═══ EXTRAIT DU TEXTE
Autre sénateur, Dennis Dawson était aux côtés de Paul Martin à Ottawa quand le gouvernement du PLC glissait dans les sondages. «M. Bourassa disait que six mois, en politique, c'est une éternité, rappelle-t-il. Aujourd'hui, on pourrait dire six semaines!» Surtout, à son avis, il ne faut pas de commission d'enquête publique. Il était là quand Paul Martin a créé la commission Gomery. «Ce n'est pas quelque chose que je lui recommanderais», dit Dawson, un sourire en coin.

Faire un bilan privé

Avant tout, Jean Charest doit retrouver une vieille recette, un «lac-à-l'Épaule»: «Faire un bilan en privé avec son Conseil des ministres, à mi-mandat, ça peut être utile», observe le sénateur libéral.

Ancien conseiller de René Lévesque et de Jacques Parizeau, Louis Bernard partage cet avis: «C'est vraiment le temps d'un think tank, de préciser trois grands objectifs et un programme d'action pour y arriver.» Il faut faire l'inventaire et choisir quelques problèmes qui touchent les gens. «Il a eu des gestes corrects, en environnement, par exemple, mais il manque un plan d'ensemble.» En 2002, alors qu'il était en situation difficile, le gouvernement Landry avait adopté cette stratégie et proposé un plan, Horizon 2005, qui avait momentanément attiré l'attention. Mais le PQ avait tout de même été battu en 2003.

John Parisella avait été désigné volontaire pour aider Jean Charest après sa courte victoire de 2007 le premier gouvernement minoritaire au Québec en 150 ans. Devenu délégué du Québec à New York, Parisella n'est pas loquace, mais il rappelle volontiers que la remontée de 2007 avait suivi «un retour aux lignes de force du PLQ: le développement économique».

Des électeurs désabusés

Patron de Créatec, firme désormais fermée, Grégoire Golin était le sondeur du PLQ à l'arrivée de Jean Charest. «Les questions d'intégrité sont énormes. Le bilan économique peut être bon, mais pas à la hauteur.» Selon lui, Jean Charest ne peut se permettre «de rester isolé sur la question de la commission d'enquête. En même temps, il ne peut plus la mettre sur pied, les dommages sont faits». Il y aurait peut-être une issue, étroite: convoquer les ténors de la société civile à un sommet, un forum, pour aborder les questions d'éthique, la conduite des élus, municipaux comme provinciaux. «Cela lui permettrait de se replacer au-dessus de la mêlée. Il aurait l'air d'écouter plutôt que d'être en opposition à ce que tout le monde veut.» Des gestes ont été faits, des lois viennent d'être adoptées à l'Assemblée nationale, mais ces initiatives ont été disparates et sont «restées dans la sphère des spécialistes».
══════
═══ DONNÉES FOURNIES
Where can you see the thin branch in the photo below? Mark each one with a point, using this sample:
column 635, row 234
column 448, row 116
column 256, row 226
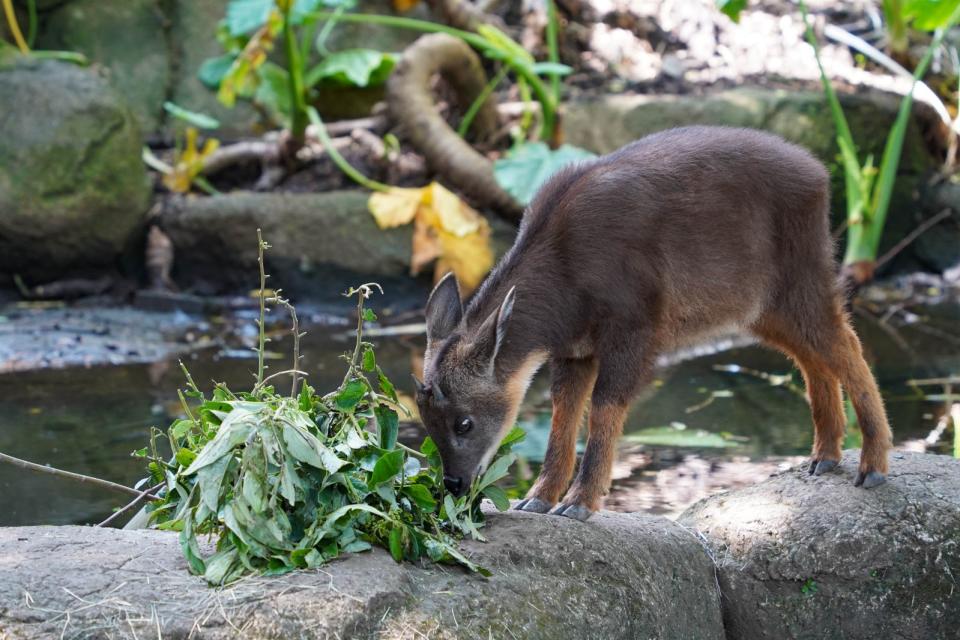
══════
**TÂCHES:**
(a) Dans le texte sur Jean Charest, quelle fonction John Parisella occupe-t-il à New York?
(b) Rédigez la suite du texte sur Jean Charest en commençant après sa dernière phrase.

**RÉSULTATS FINAUX:**
(a) Il est délégué du Québec à New York.

(b)
Jean-François Dumas, d'Influence Communications, observe quant à lui que Jean Charest souffre beaucoup du désabusement des électeurs. «Jean Charest ne l'a pas facile à cause de la conjoncture. Toutes les institutions sont mises à mal. Si ces problèmes étaient de sa responsabilité, l'opposition serait portée aux nues. Or, elle n'occupe pas beaucoup de place dans l'espace médiatique.» «Historiquement, Jean Charest a toujours baissé les voiles quand cela allait mal, et il les remonte en campagne électorale.»

Une intégrité mise à mal

Blogueur à L'actualité, Jean-François Lisée croit que Jean Charest doit faire deux choses s'il veut que les gens recommencent à l'écouter. D'abord, il doit décréter un moratoire sur le gaz de schiste il avait eu ces reculs salutaires dans la privatisation du mont Orford et le projet du Suroît.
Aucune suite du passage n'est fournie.